> **DATA PROVIDED**:

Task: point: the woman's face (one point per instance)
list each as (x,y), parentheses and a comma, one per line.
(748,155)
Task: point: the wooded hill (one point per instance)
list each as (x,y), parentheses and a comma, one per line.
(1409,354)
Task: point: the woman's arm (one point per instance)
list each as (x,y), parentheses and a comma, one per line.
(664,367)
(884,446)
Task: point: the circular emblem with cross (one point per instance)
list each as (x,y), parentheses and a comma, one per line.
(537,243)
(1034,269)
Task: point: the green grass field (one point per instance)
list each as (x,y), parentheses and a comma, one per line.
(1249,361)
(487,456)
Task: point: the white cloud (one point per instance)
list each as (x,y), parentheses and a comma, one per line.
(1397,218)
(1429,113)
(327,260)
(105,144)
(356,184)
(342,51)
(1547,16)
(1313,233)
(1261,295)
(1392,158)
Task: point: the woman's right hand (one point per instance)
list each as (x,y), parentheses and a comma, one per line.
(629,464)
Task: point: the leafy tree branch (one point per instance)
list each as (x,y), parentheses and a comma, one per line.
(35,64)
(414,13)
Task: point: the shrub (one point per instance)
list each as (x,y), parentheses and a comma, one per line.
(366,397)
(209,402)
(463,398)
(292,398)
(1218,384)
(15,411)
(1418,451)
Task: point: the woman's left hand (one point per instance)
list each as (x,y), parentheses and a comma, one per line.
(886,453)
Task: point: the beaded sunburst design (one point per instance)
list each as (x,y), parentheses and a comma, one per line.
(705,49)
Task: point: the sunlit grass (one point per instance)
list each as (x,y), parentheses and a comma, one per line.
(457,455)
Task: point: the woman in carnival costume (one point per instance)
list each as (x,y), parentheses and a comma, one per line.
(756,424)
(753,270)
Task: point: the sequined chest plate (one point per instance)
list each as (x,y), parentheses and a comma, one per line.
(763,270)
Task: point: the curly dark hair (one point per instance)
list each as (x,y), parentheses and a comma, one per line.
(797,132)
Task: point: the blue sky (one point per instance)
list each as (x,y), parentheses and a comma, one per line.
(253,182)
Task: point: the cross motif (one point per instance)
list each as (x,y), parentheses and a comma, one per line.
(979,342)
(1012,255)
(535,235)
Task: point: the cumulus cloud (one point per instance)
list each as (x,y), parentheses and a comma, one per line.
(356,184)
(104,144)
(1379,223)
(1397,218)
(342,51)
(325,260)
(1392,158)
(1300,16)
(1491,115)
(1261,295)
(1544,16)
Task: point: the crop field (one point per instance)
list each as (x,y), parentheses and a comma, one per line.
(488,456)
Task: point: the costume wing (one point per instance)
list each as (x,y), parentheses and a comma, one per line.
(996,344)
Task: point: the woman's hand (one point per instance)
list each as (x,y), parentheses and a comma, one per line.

> **AIM OF THE EXERCISE**:
Starting with the line containing "Task: point: the cross" and going on through the last line of the entries above, lay out those lines as a Markdown table with the columns Row and Entry line. Leave out any blank lines.

> **WRITTEN REPLY**:
| Row | Entry line |
|---|---|
| 1 | Task: point: the cross motif (one point per instance) |
| 2 | list each as (x,y), parentheses and a comma, one per line. |
| 3 | (979,342) |
| 4 | (1012,255) |
| 5 | (535,235) |
| 6 | Task: point: the cumulus cloud (one point per instance) |
| 7 | list each as (x,y), parentheses and a comma, one per line. |
| 8 | (356,184) |
| 9 | (104,144) |
| 10 | (1379,223) |
| 11 | (1397,218) |
| 12 | (342,51) |
| 13 | (325,260) |
| 14 | (1392,158) |
| 15 | (1300,16) |
| 16 | (1491,115) |
| 17 | (1261,295) |
| 18 | (1544,16) |
| 19 | Task: point: the crop field (one point per instance) |
| 20 | list each as (x,y), parentheses and a comma, one per line. |
| 21 | (488,456) |
| 22 | Task: point: the costume wing (one point per instance) |
| 23 | list each as (x,y), parentheses and a comma, one per line. |
| 24 | (996,344) |
| 25 | Task: point: the woman's hand (one point per instance) |
| 26 | list each as (x,y), parentheses and a comma, one per line. |